- Problem requirements
Rewrite the material below, replacing every "marker" with "dot" and keeping all else unchanged.

- - -

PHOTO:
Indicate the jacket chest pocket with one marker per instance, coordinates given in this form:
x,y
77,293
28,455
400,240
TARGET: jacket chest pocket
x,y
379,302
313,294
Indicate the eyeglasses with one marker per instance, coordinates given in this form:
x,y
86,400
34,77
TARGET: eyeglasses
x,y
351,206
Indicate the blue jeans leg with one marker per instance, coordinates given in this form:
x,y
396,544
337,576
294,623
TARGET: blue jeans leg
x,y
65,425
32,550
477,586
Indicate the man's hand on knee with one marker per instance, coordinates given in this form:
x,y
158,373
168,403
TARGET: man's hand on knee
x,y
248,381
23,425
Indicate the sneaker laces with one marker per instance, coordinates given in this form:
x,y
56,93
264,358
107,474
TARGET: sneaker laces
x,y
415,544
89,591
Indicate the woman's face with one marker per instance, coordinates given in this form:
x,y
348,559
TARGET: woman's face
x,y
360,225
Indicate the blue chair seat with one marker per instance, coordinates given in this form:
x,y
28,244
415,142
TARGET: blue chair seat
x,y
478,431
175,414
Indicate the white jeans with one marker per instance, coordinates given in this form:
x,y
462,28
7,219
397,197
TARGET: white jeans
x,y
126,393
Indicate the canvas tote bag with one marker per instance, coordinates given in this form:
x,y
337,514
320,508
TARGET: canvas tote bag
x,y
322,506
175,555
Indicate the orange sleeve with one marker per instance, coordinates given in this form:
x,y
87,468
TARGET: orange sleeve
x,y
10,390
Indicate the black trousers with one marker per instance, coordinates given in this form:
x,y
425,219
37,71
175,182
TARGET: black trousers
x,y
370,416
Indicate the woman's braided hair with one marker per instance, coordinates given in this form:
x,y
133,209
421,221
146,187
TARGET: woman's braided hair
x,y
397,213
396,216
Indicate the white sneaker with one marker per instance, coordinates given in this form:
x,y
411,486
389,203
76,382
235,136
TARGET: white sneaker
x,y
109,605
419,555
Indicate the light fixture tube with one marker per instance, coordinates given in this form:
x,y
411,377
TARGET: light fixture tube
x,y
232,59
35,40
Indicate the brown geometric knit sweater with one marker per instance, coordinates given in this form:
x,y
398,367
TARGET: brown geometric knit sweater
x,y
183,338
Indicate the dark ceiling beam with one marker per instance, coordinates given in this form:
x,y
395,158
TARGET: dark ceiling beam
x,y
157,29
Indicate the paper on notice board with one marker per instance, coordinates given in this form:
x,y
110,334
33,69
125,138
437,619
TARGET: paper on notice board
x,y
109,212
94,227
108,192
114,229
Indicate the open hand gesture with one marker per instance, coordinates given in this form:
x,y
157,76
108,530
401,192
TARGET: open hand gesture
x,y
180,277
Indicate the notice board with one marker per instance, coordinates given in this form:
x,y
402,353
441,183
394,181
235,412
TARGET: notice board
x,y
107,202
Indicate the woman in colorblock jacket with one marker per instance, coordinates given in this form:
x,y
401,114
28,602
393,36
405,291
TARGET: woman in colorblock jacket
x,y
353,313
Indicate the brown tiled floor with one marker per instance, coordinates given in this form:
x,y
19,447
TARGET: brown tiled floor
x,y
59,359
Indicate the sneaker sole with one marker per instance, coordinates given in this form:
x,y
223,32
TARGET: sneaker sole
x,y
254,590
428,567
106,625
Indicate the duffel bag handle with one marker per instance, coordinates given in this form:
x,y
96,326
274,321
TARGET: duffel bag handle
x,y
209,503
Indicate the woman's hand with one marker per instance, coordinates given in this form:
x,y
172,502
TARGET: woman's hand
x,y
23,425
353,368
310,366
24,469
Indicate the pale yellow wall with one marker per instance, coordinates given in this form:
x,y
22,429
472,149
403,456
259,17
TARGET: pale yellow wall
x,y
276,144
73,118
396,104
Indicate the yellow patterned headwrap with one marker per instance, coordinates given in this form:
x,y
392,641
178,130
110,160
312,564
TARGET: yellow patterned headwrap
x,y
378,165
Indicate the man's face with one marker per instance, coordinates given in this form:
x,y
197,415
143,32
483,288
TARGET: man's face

- - -

- Written response
PHOTO:
Indicate the jacket chest pocket with one dot per instance, coordinates given in this form:
x,y
77,293
28,455
400,240
TARGET: jacket chest pocket
x,y
379,302
313,294
Indicate the eyeglasses with one dot per instance, coordinates given in this form:
x,y
86,400
34,77
TARGET: eyeglasses
x,y
351,206
Indicate the blue jeans leg with one dot per instance, coordinates given in this form:
x,y
396,544
337,576
294,623
TARGET: blue jeans leg
x,y
65,425
32,550
477,586
Indicate the man's hand on knee with one dot per instance, coordinates given in this form:
x,y
158,373
168,403
TARGET: man's hand on knee
x,y
248,381
23,425
Indicate the sneaker laces with one dot per instance, coordinates given in this form:
x,y
56,93
264,358
107,474
TARGET: sneaker laces
x,y
415,544
89,591
Indicate the woman's face with one dot per instance, coordinates given in this form:
x,y
348,559
TARGET: woman's face
x,y
360,225
Indicate the blue chair seat with one dot per instance, coordinates given in this form:
x,y
28,244
415,142
TARGET: blue chair seat
x,y
478,431
175,414
Indicate the white jeans with one dot per instance, coordinates given in this form:
x,y
462,28
7,219
397,197
TARGET: white jeans
x,y
126,393
Indicate the canvas tote bag with one dot per instance, coordinates given in this form:
x,y
337,514
320,508
TARGET: canvas tote bag
x,y
322,506
175,555
Indicate the orange sleeve with one dot per instance, coordinates given in this form:
x,y
87,468
TARGET: orange sleeve
x,y
10,390
Indicate the black trousers with one dot per instance, coordinates given in this form:
x,y
425,219
37,71
175,182
TARGET: black trousers
x,y
370,416
Indicate the woman's braided hair with one dot per instance, coordinates given in this form:
x,y
133,209
421,221
146,187
TARGET: woman's braided hair
x,y
397,213
396,216
Indicate the white sneaker with one dot per instance, coordinates given in this form:
x,y
411,486
389,203
76,382
235,136
TARGET: white sneaker
x,y
109,605
419,555
Indicate the light fixture tube with one dot per instance, coordinates given in this form:
x,y
411,377
TARGET: light fixture tube
x,y
232,59
35,40
Indicate the brown geometric knit sweater with one dot per instance, coordinates given in this form:
x,y
398,367
TARGET: brown geometric knit sweater
x,y
183,338
Indicate the dark ceiling beam with one dot per instance, coordinates given in this form:
x,y
395,158
TARGET: dark ceiling beam
x,y
157,29
Indicate the paper on notice board with one dot per instance, coordinates given in this form:
x,y
110,334
33,69
125,138
437,619
TARGET: paper on notice board
x,y
109,212
94,227
108,192
114,229
Indicate the open hand gesture with one dot per instance, coordinates given in this form:
x,y
157,76
108,530
401,192
TARGET: open hand gesture
x,y
180,277
Indicate the notice board with one dot per instance, coordinates given in this form:
x,y
402,353
441,183
394,181
235,412
TARGET: notice board
x,y
107,202
Indicate the woman in colorblock jacket with one dot per instance, coordinates given in this form:
x,y
401,114
28,602
393,36
405,291
TARGET: woman in colorblock jacket
x,y
353,313
Indicate the brown tiled floor with one dot per instance, coordinates given in this form:
x,y
19,447
TARGET: brown tiled floor
x,y
59,359
Indicate the sneaker sole with one dot per instance, coordinates given in this form:
x,y
223,32
TARGET: sneaker sole
x,y
254,590
428,567
106,625
Indicate the duffel bag handle with one dot per instance, coordinates given in this form:
x,y
96,326
274,321
TARGET: duffel bag handle
x,y
209,503
Indicate the woman's hand with one dot per instance, coordinates given in this form:
x,y
172,502
TARGET: woman's hand
x,y
23,425
353,368
310,366
24,469
Indicate the pale yellow wall with one dot per instance, coordinates given in this form:
x,y
22,429
472,149
403,456
259,17
TARGET: pale yellow wall
x,y
276,144
73,118
396,104
Indicate the yellow patterned headwrap with one dot per instance, coordinates given in this form:
x,y
392,641
178,130
110,160
312,564
TARGET: yellow patterned headwrap
x,y
378,165
Indicate the man's face with one dot per instance, coordinates given in this form:
x,y
197,415
143,32
483,288
TARGET: man's face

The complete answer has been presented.